• _Do this_: Could you convert the data below into a Markdown table with two columns, Row and Line, putting each non-blank line in its own numbered row?

■ ■ ■ ■

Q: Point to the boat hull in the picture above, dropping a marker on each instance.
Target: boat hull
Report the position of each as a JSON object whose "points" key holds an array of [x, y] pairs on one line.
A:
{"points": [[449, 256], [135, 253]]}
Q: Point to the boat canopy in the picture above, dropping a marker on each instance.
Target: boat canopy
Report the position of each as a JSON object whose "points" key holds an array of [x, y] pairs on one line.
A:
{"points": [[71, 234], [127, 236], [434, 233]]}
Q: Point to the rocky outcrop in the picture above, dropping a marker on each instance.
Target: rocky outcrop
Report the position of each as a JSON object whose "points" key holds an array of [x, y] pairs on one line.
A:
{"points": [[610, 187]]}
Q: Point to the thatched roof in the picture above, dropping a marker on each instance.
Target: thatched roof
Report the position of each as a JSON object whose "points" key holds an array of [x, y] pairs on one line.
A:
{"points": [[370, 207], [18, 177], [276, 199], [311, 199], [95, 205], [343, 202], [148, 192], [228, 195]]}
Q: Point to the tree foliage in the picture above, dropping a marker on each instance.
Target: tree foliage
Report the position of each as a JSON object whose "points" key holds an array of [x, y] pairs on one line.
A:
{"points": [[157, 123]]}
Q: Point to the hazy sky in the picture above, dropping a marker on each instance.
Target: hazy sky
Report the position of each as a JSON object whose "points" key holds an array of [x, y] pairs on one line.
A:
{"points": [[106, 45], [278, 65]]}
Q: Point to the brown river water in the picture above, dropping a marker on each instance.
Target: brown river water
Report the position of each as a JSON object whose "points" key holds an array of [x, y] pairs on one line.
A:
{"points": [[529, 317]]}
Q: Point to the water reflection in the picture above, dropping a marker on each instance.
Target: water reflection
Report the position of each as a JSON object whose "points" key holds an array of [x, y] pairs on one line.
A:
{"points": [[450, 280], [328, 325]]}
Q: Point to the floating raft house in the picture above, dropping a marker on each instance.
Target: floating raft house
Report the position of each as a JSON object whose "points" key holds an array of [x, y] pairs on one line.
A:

■ ■ ■ ■

• _Final result_:
| Row | Line |
|---|---|
| 1 | Q: Point to the boat hull in the picture above, dropping a marker on each instance. |
| 2 | Target: boat hull |
| 3 | Report the position of each as a JSON object whose "points" key holds an array of [x, y] pairs on one line. |
| 4 | A: |
| 5 | {"points": [[449, 256], [135, 253]]} |
| 6 | Q: Point to the boat canopy in the picture above, dropping a marker on each instance. |
| 7 | Target: boat canopy |
| 8 | Report the position of each as a JSON object whose "points" key holds an array of [x, y] pairs on one line. |
| 9 | A: |
| 10 | {"points": [[71, 234], [127, 236], [434, 233]]} |
| 11 | Q: Point to the rocky outcrop in the picture above, dropping a marker on each instance. |
| 12 | Target: rocky outcrop |
| 13 | Report the position of each as a JSON object whose "points" key holds an array of [x, y] pairs on one line. |
| 14 | A: |
| 15 | {"points": [[610, 187]]} |
| 16 | Q: Point to the thatched roof in the picture above, dropping a marker on each instance. |
| 17 | Target: thatched roof |
| 18 | Report the position of each as a JSON object whose "points" key holds an array of [x, y] pairs on one line. |
| 19 | A: |
| 20 | {"points": [[370, 207], [18, 177], [276, 199], [311, 199], [95, 205], [343, 202], [148, 192], [228, 195]]} |
| 21 | Q: Point to the tree foliage in the picture above, dropping a marker on each instance. |
| 22 | Target: tree foliage |
| 23 | Report the position of each as a JSON object whose "points" key holds an array of [x, y] pairs on one line. |
| 24 | A: |
| 25 | {"points": [[157, 123]]} |
| 26 | Q: Point to the hazy sky in the picture above, dropping a marker on each instance. |
| 27 | Target: hazy sky |
| 28 | Report the position of each as a JSON object whose "points" key holds an array of [x, y] pairs on one line. |
| 29 | A: |
| 30 | {"points": [[106, 45], [278, 65]]} |
| 31 | Q: Point to the brown river water in the picture above, dropping a marker on each instance. |
| 32 | Target: brown river water |
| 33 | Report the position of each as a JSON object whose "points" key holds an array of [x, y] pairs on one line. |
| 34 | A: |
| 35 | {"points": [[529, 317]]} |
| 36 | Q: Point to the water reflection in the picture above, dropping a marker on each instance. |
| 37 | Target: water reflection |
| 38 | Report the position of each as a JSON object whose "points" key holds an array of [x, y] pairs on one line. |
| 39 | A: |
| 40 | {"points": [[450, 280], [328, 325]]} |
| 41 | Q: Point to the floating raft house in the picture above, dropping a marker on each instance. |
| 42 | Target: floating raft house |
| 43 | Report the position of each as a JSON object whose "points" key holds an array of [x, y] pairs on one line. |
| 44 | A: |